*** Data listing Section Begins ***

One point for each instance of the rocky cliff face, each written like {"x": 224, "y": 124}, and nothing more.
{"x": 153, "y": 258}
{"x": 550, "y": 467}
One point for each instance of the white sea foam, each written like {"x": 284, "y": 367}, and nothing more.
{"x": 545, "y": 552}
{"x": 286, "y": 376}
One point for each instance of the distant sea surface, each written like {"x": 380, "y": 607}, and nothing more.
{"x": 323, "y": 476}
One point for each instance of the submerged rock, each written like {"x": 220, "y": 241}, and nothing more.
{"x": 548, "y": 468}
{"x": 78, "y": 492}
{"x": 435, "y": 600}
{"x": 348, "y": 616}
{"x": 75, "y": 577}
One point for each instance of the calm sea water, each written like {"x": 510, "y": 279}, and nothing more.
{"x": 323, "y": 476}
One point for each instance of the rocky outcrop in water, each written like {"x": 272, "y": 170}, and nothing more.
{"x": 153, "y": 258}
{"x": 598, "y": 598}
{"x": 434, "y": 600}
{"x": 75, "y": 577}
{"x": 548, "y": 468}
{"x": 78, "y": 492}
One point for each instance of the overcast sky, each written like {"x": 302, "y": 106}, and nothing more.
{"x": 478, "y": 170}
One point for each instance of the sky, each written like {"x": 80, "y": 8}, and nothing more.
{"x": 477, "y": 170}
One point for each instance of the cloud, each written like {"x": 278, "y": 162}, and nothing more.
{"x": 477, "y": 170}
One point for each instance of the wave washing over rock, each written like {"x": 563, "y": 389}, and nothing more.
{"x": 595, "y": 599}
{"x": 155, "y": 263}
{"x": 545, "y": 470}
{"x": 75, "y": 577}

*** Data listing Section Ends ***

#### [Task to carry out]
Output exactly the lines above, from the one holding "One point for each instance of the cloud, each" through the end of the data, including the first and last.

#### [Result of this task]
One point for each instance of the cloud, each written like {"x": 278, "y": 162}, and nothing more.
{"x": 477, "y": 170}
One point for each instance of the wave washing over rock, each written like {"x": 563, "y": 389}, and nothing more.
{"x": 595, "y": 599}
{"x": 155, "y": 263}
{"x": 545, "y": 470}
{"x": 75, "y": 577}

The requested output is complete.